### Instructions for the task
Only the pictures are to be left out; return the rest of the data exactly as it stands.

### Records for the task
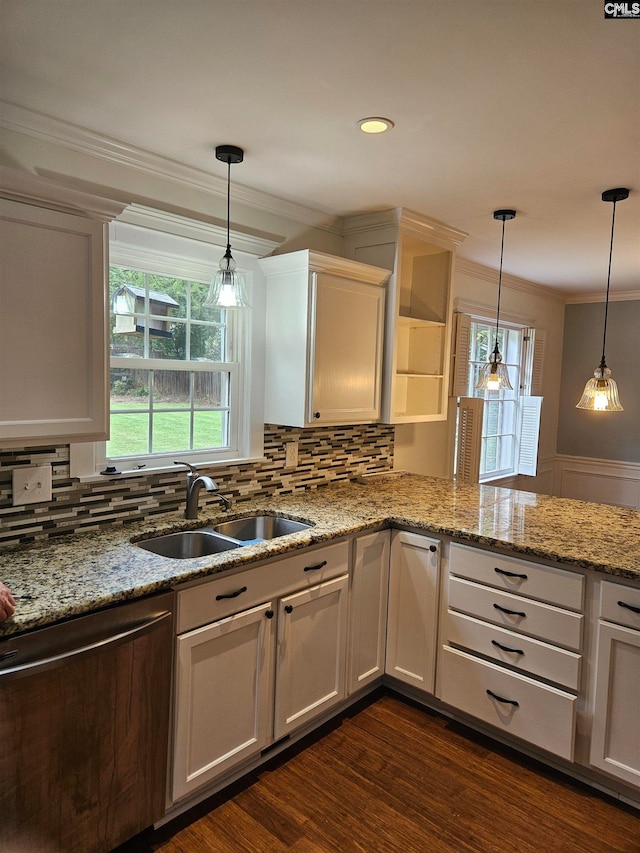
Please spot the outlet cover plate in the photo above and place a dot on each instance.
(31, 485)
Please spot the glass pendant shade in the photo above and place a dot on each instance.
(601, 393)
(494, 376)
(227, 289)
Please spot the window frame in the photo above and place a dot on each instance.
(172, 245)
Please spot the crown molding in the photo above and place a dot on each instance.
(511, 282)
(86, 141)
(194, 229)
(620, 296)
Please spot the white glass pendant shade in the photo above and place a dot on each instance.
(227, 289)
(601, 393)
(494, 376)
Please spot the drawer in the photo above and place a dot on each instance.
(559, 587)
(522, 653)
(620, 604)
(543, 716)
(229, 594)
(516, 613)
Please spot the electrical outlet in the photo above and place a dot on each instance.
(291, 454)
(31, 485)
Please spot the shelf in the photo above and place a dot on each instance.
(417, 323)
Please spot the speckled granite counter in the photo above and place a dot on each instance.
(54, 580)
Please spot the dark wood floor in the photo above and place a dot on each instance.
(395, 778)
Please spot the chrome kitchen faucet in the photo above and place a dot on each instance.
(195, 482)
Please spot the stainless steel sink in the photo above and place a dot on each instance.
(228, 534)
(259, 527)
(188, 544)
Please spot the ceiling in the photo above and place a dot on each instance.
(527, 104)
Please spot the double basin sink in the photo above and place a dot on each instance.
(222, 537)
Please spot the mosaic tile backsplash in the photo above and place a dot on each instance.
(325, 455)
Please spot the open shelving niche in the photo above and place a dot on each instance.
(420, 252)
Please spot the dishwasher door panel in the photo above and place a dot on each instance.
(84, 740)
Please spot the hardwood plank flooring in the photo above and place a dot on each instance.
(391, 777)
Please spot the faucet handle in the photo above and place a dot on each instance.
(191, 468)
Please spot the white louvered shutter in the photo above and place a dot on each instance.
(461, 351)
(535, 339)
(530, 408)
(470, 413)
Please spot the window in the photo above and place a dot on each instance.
(173, 373)
(508, 419)
(186, 382)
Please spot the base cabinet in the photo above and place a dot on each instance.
(311, 656)
(252, 677)
(368, 609)
(412, 618)
(615, 740)
(223, 689)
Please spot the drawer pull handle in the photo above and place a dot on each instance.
(510, 612)
(315, 568)
(629, 606)
(506, 648)
(510, 574)
(501, 699)
(232, 594)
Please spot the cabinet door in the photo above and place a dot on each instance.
(223, 696)
(346, 361)
(52, 326)
(413, 609)
(368, 609)
(615, 739)
(310, 670)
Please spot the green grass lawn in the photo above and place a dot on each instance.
(130, 432)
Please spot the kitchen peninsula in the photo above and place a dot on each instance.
(509, 611)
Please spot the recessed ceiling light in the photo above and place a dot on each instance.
(375, 124)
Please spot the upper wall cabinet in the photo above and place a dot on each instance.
(325, 326)
(53, 352)
(420, 254)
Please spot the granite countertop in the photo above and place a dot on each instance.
(57, 579)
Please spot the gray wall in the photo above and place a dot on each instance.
(601, 435)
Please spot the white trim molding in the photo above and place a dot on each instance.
(599, 480)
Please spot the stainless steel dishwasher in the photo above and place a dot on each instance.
(84, 716)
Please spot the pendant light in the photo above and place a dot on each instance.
(227, 290)
(494, 376)
(601, 393)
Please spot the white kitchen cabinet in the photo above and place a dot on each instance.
(311, 654)
(223, 707)
(368, 608)
(615, 737)
(412, 616)
(259, 653)
(53, 298)
(324, 340)
(420, 253)
(511, 646)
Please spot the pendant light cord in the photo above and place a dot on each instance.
(499, 286)
(606, 303)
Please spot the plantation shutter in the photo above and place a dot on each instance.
(534, 363)
(470, 413)
(530, 408)
(462, 346)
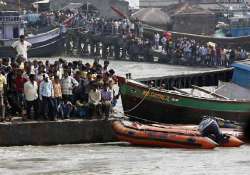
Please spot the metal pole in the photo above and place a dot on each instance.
(87, 11)
(19, 5)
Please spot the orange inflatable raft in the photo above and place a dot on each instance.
(135, 133)
(233, 136)
(167, 136)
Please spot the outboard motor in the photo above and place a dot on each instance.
(210, 128)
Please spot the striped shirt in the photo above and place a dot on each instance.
(68, 84)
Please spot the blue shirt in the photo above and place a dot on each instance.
(46, 89)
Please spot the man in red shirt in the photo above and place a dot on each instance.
(19, 82)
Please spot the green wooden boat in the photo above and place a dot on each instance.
(170, 106)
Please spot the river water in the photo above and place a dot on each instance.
(121, 158)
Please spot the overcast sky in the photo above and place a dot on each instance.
(133, 3)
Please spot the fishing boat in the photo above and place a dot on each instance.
(178, 106)
(43, 44)
(167, 136)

### Answer to the exercise
Please spot the outlet cover plate in the photo above and place a dot on each instance.
(31, 485)
Please spot the glass pendant shade in the photo above and place a dot on each instance.
(601, 393)
(494, 376)
(227, 289)
Please spot the window frame in the photo above and place a dot on each instance.
(172, 245)
Please spot the crown molding in the photo above and place a dot on each instance.
(511, 282)
(86, 141)
(194, 229)
(620, 296)
Please spot the white glass pendant shade in the photo above and place a dot on each instance.
(227, 289)
(601, 393)
(494, 376)
Please spot the drawer in the photo above and place a dot on each instance.
(559, 587)
(522, 653)
(620, 604)
(543, 716)
(229, 594)
(516, 613)
Please spot the electrical outlet in the photo above and place a dot on each instance.
(291, 454)
(31, 485)
Please spot the shelf in the photo above and place a dot on each instance.
(417, 323)
Please spot the speckled granite counter in the photo above and place a dot on each instance.
(54, 580)
Please spot the dark wood floor in the photo above and place a dot on each instance.
(395, 778)
Please spot the chrome kitchen faucet in the photo above and place a dot on each instance.
(195, 482)
Please spot the stainless steel sink in the photo above and place a dot on each instance.
(228, 534)
(259, 527)
(188, 544)
Please spot the ceiling in the photo above and place a dot on each instance.
(527, 104)
Please spot the double basin sink in the photo above and place a dot on each instance.
(222, 537)
Please spot the mosaic tile backsplash in the photo above and place a dot on each instance.
(325, 455)
Please spot the open shelving niche in the photo above and place a dot on each instance.
(420, 252)
Please spot the dishwasher door panel in the photo above and place a dot on each instance.
(84, 740)
Please spot the hardwood plank flooring in the photo above and place a dot on each instance.
(391, 777)
Please spot the faucet handle in the photo above and place a dot on each instance.
(191, 468)
Please spot the white louvered shutter in the photo above and place a dot on each instance.
(461, 351)
(535, 339)
(530, 408)
(470, 413)
Please spot the window in the photo above and place a dot on each instance.
(173, 373)
(508, 419)
(186, 382)
Please spot the base cabinet in the photo above and place a dot on each instance.
(311, 656)
(252, 677)
(368, 609)
(412, 618)
(615, 740)
(223, 689)
Please spot the drawer pull handle in the photo above and place a dot on each instance.
(510, 612)
(315, 568)
(629, 606)
(506, 648)
(510, 574)
(501, 699)
(232, 594)
Please spot the cabinet door in the photo above and place a dot on each instance.
(223, 696)
(346, 361)
(52, 326)
(413, 609)
(368, 609)
(615, 739)
(310, 670)
Please spot the green grass lawn in the photo above and place a dot on each instance.
(130, 432)
Please spot the kitchen peninsula in the photo above and place a dot on each instance.
(509, 611)
Please spot the recessed ceiling light in the photo above and place a dot on each instance.
(375, 124)
Please spot the upper wall cabinet in the photo above and place a dot on each instance.
(325, 326)
(53, 352)
(420, 254)
Please spot the granite countertop in the photo above and place a dot on each instance.
(57, 579)
Please spot the gray wall in the photo above and place a dot on each instance.
(601, 435)
Please spot the white trim molding in the photo above and place a dot on each instance.
(599, 480)
Please spot the stainless steel dishwasher in the photo above and place a dot on each instance.
(84, 716)
Please spot the pendant light in the photo above and place a dot on each instance.
(227, 290)
(494, 376)
(601, 393)
Please spot the white kitchen cabinet in the photo above and place a dot on each instance.
(311, 654)
(223, 707)
(368, 608)
(615, 737)
(412, 616)
(259, 653)
(53, 298)
(324, 340)
(420, 253)
(511, 646)
Please spot the pendant light cord in the photo above and place a dot on each instance.
(499, 286)
(606, 303)
Please spot the plantation shutter in the photo above and place a dot on each instance.
(534, 363)
(470, 413)
(530, 408)
(462, 346)
Please spot the metal pole in the photo above and place a dot on each instance.
(87, 11)
(19, 5)
Please spot the orange inflatable raft in the photo above and place a dot on each instance.
(135, 133)
(233, 136)
(167, 136)
Please spot the outboard motor in the photo above and place a dot on each instance.
(210, 128)
Please spot the striped shirt in the photo above and place a dot on each instance.
(68, 84)
Please spot the blue shirt in the photo above and place a dot on each instance.
(46, 89)
Please spot the man in red shirt in the photo above and place a dot on each instance.
(19, 82)
Please spot the green wooden boat in the photo above and place a dot on each instance.
(170, 106)
Please spot the river water in the photo above and place a dot on each instance.
(121, 158)
Please spot the overcast sky in the photo above and place a dot on each instance.
(133, 3)
Please spot the fishing boat in the photo above and place a dot on each instance.
(178, 106)
(43, 44)
(167, 136)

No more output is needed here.